Given data
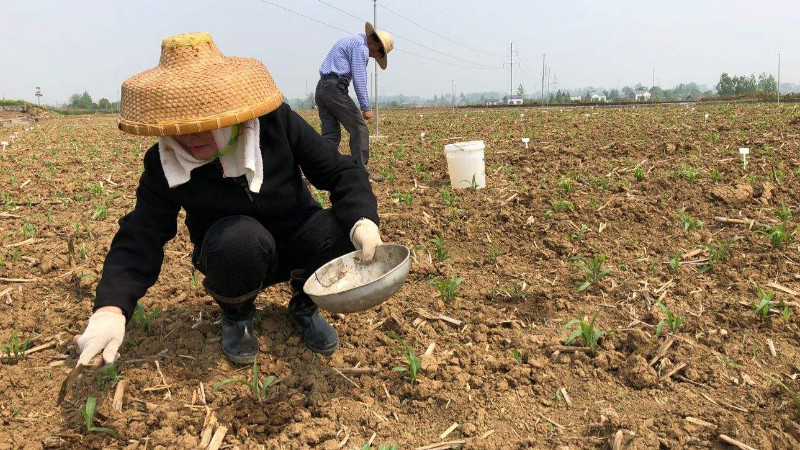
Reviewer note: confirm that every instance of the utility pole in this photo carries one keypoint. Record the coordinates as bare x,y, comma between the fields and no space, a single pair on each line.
511,92
375,23
543,55
453,83
779,78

Description of the task
A word-for-word restatement of all the lines above is needed, with the pictures omitted.

Result
Reviewer note: confirm that every instance of the utility pole in this photo carries one keypoint. Record the coordinates as bare x,y, comma between the fields and no space, a single pair on each line.
511,92
375,23
543,55
453,83
779,78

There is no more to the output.